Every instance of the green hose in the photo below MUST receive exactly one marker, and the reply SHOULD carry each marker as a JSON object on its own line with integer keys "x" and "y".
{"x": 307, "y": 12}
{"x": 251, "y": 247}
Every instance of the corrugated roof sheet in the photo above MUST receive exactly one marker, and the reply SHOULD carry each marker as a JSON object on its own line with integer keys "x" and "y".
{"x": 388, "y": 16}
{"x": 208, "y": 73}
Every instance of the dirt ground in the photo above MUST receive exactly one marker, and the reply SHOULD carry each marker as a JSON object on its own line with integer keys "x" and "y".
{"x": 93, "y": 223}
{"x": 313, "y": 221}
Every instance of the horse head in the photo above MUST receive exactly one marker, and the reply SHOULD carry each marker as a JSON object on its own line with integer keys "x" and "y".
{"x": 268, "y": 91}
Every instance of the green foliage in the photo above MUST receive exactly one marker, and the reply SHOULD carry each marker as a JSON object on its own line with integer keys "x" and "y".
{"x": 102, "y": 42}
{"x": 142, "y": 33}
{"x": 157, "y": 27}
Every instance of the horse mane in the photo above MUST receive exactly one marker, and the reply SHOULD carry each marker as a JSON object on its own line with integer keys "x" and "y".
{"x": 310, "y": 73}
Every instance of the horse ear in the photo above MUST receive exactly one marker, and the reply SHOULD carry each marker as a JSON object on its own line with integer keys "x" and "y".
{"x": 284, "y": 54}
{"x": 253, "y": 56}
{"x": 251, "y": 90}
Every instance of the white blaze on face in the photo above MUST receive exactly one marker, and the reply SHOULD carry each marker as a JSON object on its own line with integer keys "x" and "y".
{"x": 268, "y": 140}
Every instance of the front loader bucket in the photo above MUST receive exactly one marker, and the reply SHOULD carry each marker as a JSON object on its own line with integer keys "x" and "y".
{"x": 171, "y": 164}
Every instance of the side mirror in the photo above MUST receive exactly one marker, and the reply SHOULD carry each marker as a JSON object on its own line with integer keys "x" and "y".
============================================================
* **EXERCISE DESCRIPTION**:
Extract every line of the records above and reproduce each one word for word, in its original order.

* **EXERCISE RESPONSE**:
Every instance of the green hose in the photo below MUST receive exactly one marker, and the reply SHOULD carry each marker as a JSON object on its own line with integer keys "x" and "y".
{"x": 307, "y": 12}
{"x": 251, "y": 247}
Every instance of the corrugated roof sheet in the photo above MUST receive exactly one marker, and the reply SHOULD carry each marker as a JSON object on its own line with integer keys "x" and "y".
{"x": 388, "y": 16}
{"x": 208, "y": 73}
Every instance of the dirt ground in the photo above MUST receive exactly one marker, and the reply SHOULD carry each marker as a JSON object on its own line with integer keys "x" and "y".
{"x": 93, "y": 223}
{"x": 313, "y": 221}
Every instance of the horse head in the photo above MUST receive exactly one marker, and the reply SHOULD carry each marker as a JSON object on its own line with integer keys "x" and "y".
{"x": 268, "y": 91}
Every instance of the green foliage in the photo above MUST receive exactly one marker, and the reply SHOULD carry each marker as a JSON object on its own line with integer keys "x" and "y".
{"x": 102, "y": 42}
{"x": 142, "y": 33}
{"x": 157, "y": 27}
Every instance of the horse mane in the photo above MUST receive exactly one marker, and the reply SHOULD carry each marker as a JSON object on its own line with integer keys "x" and "y".
{"x": 310, "y": 73}
Every instance of the horse ear in the photo above MUST receive exactly one marker, and the reply SHOULD carry each marker as a JSON object on its own line with integer keys "x" and "y".
{"x": 284, "y": 54}
{"x": 253, "y": 56}
{"x": 251, "y": 90}
Every instance of the white blaze on face in the photo above MUST receive exactly one marker, and the reply SHOULD carry each marker as a JSON object on its own line with integer keys "x" and "y".
{"x": 268, "y": 140}
Every instance of the front loader bucket in the photo above MUST receive exactly one marker, and the reply SHOULD carry each marker as a JSON object on its own line with integer keys "x" and "y".
{"x": 171, "y": 164}
Every instance of the side mirror in the photo above MUST receive exactly one marker, and the reply SHOULD carry each marker as a JSON object on its own line with integer keys "x" and "y".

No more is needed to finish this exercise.